(Point localization data)
● ● ● ● ● ● ●

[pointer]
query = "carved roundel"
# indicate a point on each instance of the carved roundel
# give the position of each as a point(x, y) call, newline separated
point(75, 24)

● ● ● ● ● ● ●

**Assigned task**
All of the data above must be set down again exactly.

**Solution to this problem**
[pointer]
query = "carved roundel"
# indicate a point on each instance of the carved roundel
# give the position of each as a point(x, y) call, newline separated
point(75, 24)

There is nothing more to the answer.